Namen, Orte und Biografien suchen


Bereits verlegte Stolpersteine


zurück zur Auswahlliste

Stolpersteine in der Erikastraße 79
© Christof Hansen

Helene Bielefeld (geborene Cohn) * 1878

Erikastraße 79 (Hamburg-Nord, Eppendorf)

1941 Minsk
ermordet

Weitere Stolpersteine in Erikastraße 79:
Alfred Bielefeld

Erinnerungen an die Familie Bielefeld

Alfred Bielefeld * 31.01.1874 in Hamburg, deportiert nach Minsk 18.11.1941
Helene Bielefeld, geb. Cohn * 29.06.1878 in Hamburg, deportiert nach Minsk 18.11.1941
Kurt Bielefeld * 06.09.1913, deportiert nach Minsk 08.11.1941
Marion Bielefeld, geb. Siemon * 15.02.1918 in Hamburg, deportiert nach Minsk 18.11.1941
Hella Bielefeld * 09.03.1938, deportiert nach Minsk 18.11.1941
Mathel Bielefeld * 10.03.1941, deportiert nach Minsk 18.11.1941

Die ersten fünf Jahre meines Lebens verlebte ich in Hamburg-Eppendorf im Hause Erikastraße 90. Mein Vater hatte dort nach langer Arbeitslosigkeit ein winziges Fischgeschäft eröffnet. Während mein Vater (anfangs mit dem Fahrrad) auf dem Altonaer Fischmarkt einkaufte, "schmiss" meine Mutter den Laden.

* * *

#### Aufgabenbeschreibung
Welche Personen wurden laut dem Text über die Familie Bielefeld am 18.11.1941 nach Minsk deportiert? Nenne alle.

#### Daten
* * *

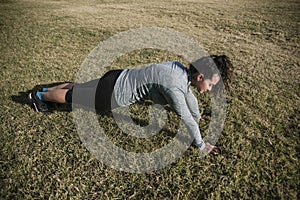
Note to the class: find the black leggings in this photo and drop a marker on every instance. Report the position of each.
(101, 88)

* * *

#### Lösung
Alfred Bielefeld, Helene Bielefeld (geb. Cohn), Marion Bielefeld (geb. Siemon), Hella Bielefeld, Mathel Bielefeld